* **Task objective**
Report each line below that contains the word "finding". Case counts.

* **Records supplied**
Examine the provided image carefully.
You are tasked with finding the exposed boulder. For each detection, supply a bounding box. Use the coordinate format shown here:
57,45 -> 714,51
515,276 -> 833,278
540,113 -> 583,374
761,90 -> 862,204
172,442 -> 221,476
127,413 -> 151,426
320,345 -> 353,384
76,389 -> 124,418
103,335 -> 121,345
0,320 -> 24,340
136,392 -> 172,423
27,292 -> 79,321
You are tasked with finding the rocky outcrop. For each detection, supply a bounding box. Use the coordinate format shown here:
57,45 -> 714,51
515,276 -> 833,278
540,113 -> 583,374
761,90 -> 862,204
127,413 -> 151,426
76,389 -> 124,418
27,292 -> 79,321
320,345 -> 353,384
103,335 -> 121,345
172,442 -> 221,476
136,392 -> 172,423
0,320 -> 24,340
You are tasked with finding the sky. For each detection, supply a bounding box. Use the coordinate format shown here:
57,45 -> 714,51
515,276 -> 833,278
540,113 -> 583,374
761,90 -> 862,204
* * *
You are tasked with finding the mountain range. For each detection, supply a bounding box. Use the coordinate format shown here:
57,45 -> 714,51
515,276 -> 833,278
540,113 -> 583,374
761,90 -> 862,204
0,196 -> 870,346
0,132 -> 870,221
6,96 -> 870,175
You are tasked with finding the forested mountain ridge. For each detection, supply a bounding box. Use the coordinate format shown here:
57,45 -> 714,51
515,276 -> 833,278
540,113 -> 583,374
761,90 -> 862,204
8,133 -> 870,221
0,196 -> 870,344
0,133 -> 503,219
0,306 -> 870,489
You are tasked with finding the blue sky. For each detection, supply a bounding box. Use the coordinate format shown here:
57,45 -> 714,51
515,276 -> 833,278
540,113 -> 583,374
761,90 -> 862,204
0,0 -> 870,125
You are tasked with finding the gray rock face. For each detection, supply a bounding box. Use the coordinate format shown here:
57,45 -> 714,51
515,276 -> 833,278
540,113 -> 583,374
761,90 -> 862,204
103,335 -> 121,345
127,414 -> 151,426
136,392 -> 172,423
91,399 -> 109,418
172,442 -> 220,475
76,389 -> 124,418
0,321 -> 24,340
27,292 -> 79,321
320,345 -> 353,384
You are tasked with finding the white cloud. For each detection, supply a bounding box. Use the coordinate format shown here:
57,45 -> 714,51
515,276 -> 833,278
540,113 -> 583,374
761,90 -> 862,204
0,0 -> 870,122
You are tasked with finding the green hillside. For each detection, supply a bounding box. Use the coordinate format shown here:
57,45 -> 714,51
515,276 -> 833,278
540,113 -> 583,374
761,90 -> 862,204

* **Exercise answer**
You are tasked with finding the exposed boulder. For each detection, supply a bounding box. Use the coordinate format shown here:
You are tasked with finding the rocky outcrop. For each detection, supply a bounding box. Use the coordinate format shown here:
You are tasked with finding the sky. For each detection, supply a bounding box. Use the coordinate format shown here:
You are tasked with finding the mountain range. For each detection, supply a bounding box. Use the coordinate format shown here:
You are tasked with finding the forested mountain ridge. For each detection, supply a bounding box. Use the coordinate format shown here:
You are tasked with finding the blue sky. For each detection, supply a bounding box. Use the coordinate format shown here:
You are tasked with finding the gray rock face. For each detection, supply a bounding box. Use the coordinate format shown here:
You are tasked with finding the white cloud. For each detection, supply a bounding box. Use the coordinate format shown here:
You are tasked with finding the green hillside. For each detection, supply a bounding box. Use the coordinate format shown here:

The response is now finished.